1st day, THree guys, seven ducks and 3 honks. Ducks were all over but seemed decoy shy. Day two, three guys, 18 ducks and 5 honks. All but one of the ducks were shot between 9:15 and 10:00. Wierd, usually the ducks are the early thing, not Sunday!!!


----------



## Live To Hunt (Sep 11, 2004)

Openning day! I've been waiting 305 days for this. It was a good morning despite getting only a single duck, 1 widgeon. But, we did manage to get 9 geese in the process. Ducks were flying high and weren't interested in the field. Got 1 lesser in the field, so we moved to the puddle 80 yds away. 6 mallard deeks and 4 full bodies in the pond. The ducks still weren't working well, but the honkers came to take a look. That was realy fun seeing them work into such a small puddle.

Sunday was very good. 16 ducks and 4 geese. Went out with Bryan Remer, win4win, and josh. Very good morning. Ducks were working a lot better and we still had a couple of small groups of geese come in.

Another great openning weekend in the books.


----------



## Rick Acker (Sep 26, 2002)

Had one of the best openers I can remember! 18 Greenheads, 3 Drake Woodies, (including my first ever!) 2 Drake Widgeon's and a limit of 12 Canada's! I believe we won the GreenSkins too! Scouting was definatly the key, nice job Matt A. He took it for the team and camped out at our spot on Friday night! We still had a group try to set up in our field next to us! NICE! Still couldn't stop the GF Greenheads! 2nd day much slower, birds scattered, but managed to get a limit myself! This is what we live here for! Love it!

########

### TASKS TO CARRY OUT
**a.** In the hunting forum posts, how many geese does the Sep 11, 2004 post report getting on opening day?
**b.** Summarize the hunting forum posts in two sentences.
The records that follow were drawn from a separate source.

Stored entries

########

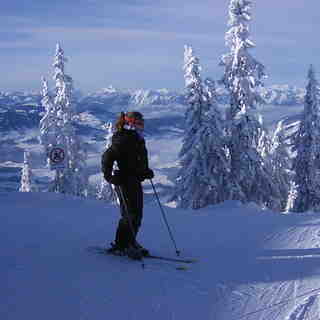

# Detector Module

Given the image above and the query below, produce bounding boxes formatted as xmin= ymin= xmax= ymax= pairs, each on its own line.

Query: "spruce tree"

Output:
xmin=268 ymin=121 xmax=292 ymax=211
xmin=291 ymin=66 xmax=320 ymax=212
xmin=51 ymin=44 xmax=88 ymax=196
xmin=221 ymin=0 xmax=279 ymax=206
xmin=19 ymin=151 xmax=38 ymax=192
xmin=39 ymin=78 xmax=59 ymax=166
xmin=173 ymin=46 xmax=227 ymax=209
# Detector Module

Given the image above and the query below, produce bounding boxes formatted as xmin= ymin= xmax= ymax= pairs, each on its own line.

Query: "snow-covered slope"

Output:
xmin=0 ymin=192 xmax=320 ymax=320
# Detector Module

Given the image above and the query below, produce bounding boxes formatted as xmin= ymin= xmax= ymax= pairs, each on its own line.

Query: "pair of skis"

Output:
xmin=88 ymin=246 xmax=197 ymax=270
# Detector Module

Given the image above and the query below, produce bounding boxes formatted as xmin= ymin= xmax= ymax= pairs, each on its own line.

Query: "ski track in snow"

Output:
xmin=286 ymin=294 xmax=320 ymax=320
xmin=0 ymin=194 xmax=320 ymax=320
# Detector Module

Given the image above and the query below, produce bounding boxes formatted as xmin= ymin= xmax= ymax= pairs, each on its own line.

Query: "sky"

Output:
xmin=0 ymin=0 xmax=320 ymax=91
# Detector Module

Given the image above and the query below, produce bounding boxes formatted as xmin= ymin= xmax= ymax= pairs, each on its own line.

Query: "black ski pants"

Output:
xmin=115 ymin=177 xmax=143 ymax=248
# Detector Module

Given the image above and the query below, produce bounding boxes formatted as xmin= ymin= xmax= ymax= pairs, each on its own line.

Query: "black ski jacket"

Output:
xmin=101 ymin=129 xmax=149 ymax=182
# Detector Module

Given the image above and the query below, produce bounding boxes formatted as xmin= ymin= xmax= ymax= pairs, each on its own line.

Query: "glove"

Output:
xmin=105 ymin=170 xmax=123 ymax=186
xmin=143 ymin=169 xmax=154 ymax=179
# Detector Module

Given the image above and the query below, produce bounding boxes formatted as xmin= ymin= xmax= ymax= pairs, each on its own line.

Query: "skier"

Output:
xmin=101 ymin=111 xmax=154 ymax=259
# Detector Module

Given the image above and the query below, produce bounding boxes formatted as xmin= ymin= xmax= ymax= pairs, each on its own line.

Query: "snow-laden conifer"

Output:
xmin=268 ymin=121 xmax=293 ymax=211
xmin=97 ymin=122 xmax=116 ymax=202
xmin=173 ymin=46 xmax=228 ymax=209
xmin=291 ymin=66 xmax=320 ymax=212
xmin=52 ymin=44 xmax=88 ymax=196
xmin=39 ymin=78 xmax=59 ymax=165
xmin=19 ymin=151 xmax=37 ymax=192
xmin=221 ymin=0 xmax=279 ymax=205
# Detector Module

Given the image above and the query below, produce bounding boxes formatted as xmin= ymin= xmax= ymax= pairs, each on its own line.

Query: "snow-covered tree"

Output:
xmin=51 ymin=44 xmax=88 ymax=196
xmin=173 ymin=46 xmax=228 ymax=209
xmin=19 ymin=151 xmax=38 ymax=192
xmin=96 ymin=122 xmax=116 ymax=202
xmin=268 ymin=121 xmax=292 ymax=211
xmin=291 ymin=66 xmax=320 ymax=212
xmin=221 ymin=0 xmax=279 ymax=205
xmin=39 ymin=78 xmax=59 ymax=165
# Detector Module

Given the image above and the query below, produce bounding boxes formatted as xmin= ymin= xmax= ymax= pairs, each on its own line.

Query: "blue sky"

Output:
xmin=0 ymin=0 xmax=320 ymax=91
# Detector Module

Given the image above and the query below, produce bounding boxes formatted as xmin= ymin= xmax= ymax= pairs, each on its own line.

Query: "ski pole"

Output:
xmin=150 ymin=179 xmax=180 ymax=256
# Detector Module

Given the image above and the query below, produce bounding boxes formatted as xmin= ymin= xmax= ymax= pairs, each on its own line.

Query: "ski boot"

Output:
xmin=134 ymin=241 xmax=150 ymax=257
xmin=106 ymin=242 xmax=126 ymax=256
xmin=126 ymin=246 xmax=143 ymax=260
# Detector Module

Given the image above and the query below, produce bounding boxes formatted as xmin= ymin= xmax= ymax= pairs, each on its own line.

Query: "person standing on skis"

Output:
xmin=101 ymin=111 xmax=154 ymax=258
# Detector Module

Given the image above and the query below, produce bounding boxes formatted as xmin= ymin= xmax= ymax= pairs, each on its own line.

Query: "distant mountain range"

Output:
xmin=0 ymin=85 xmax=305 ymax=131
xmin=0 ymin=86 xmax=305 ymax=192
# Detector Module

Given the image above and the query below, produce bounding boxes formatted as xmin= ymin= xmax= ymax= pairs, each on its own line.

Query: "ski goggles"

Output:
xmin=124 ymin=117 xmax=144 ymax=129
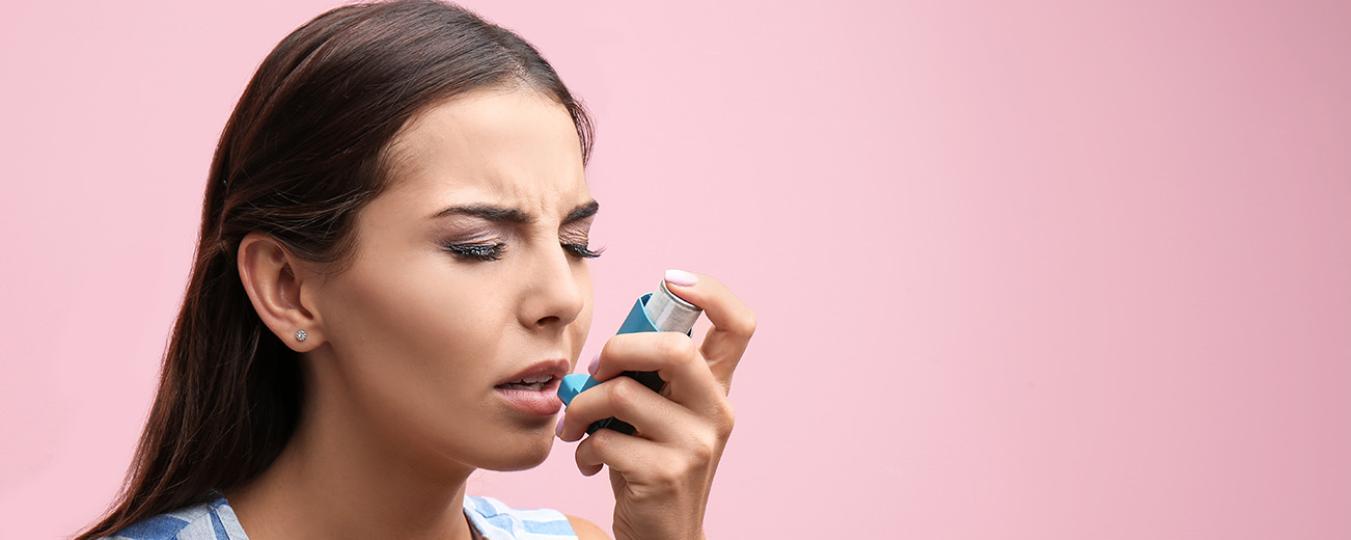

########

### COMPLETE ANSWERS
**a.** 9 geese.

**b.** Three forum posts report the ducks and geese taken over the first two days of the hunting season. One post says the ducks worked much better on Sunday, and another calls the opener one of the best the writer can remember, with scouting as the key.